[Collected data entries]
============

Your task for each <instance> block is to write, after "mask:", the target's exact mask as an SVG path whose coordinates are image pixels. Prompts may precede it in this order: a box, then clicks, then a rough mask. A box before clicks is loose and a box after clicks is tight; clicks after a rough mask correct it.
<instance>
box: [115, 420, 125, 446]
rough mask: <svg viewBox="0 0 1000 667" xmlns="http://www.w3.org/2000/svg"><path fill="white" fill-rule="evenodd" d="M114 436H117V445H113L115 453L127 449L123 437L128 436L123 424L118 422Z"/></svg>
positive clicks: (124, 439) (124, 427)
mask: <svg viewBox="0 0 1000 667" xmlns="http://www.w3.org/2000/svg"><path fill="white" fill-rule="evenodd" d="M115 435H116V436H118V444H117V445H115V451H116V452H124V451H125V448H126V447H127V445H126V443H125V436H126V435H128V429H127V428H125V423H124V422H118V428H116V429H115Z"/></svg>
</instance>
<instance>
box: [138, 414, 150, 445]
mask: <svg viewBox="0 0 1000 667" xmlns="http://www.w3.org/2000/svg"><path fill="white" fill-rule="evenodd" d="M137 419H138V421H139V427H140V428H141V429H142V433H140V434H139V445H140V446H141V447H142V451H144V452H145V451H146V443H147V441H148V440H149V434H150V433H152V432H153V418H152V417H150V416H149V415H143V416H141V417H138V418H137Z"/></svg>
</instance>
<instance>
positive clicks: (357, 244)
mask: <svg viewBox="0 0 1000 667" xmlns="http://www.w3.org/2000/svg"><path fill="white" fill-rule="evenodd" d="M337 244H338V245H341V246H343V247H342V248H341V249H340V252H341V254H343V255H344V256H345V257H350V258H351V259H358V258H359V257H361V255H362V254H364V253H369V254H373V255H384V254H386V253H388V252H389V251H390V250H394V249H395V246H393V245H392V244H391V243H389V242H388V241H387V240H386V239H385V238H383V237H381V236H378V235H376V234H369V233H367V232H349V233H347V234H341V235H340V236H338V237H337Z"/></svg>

============

**What the task asks**
Which lines of the data contain the string "rough"? Copy each one.

**Task response**
Your task for each <instance> block is to write, after "mask:", the target's exact mask as an SVG path whose coordinates are image pixels. Prompts may precede it in this order: a box, then clicks, then a rough mask. A box before clicks is loose and a box after clicks is tight; clicks after a rough mask correct it.
rough mask: <svg viewBox="0 0 1000 667" xmlns="http://www.w3.org/2000/svg"><path fill="white" fill-rule="evenodd" d="M114 436H117V445H113L115 453L127 449L123 437L128 436L123 424L118 422Z"/></svg>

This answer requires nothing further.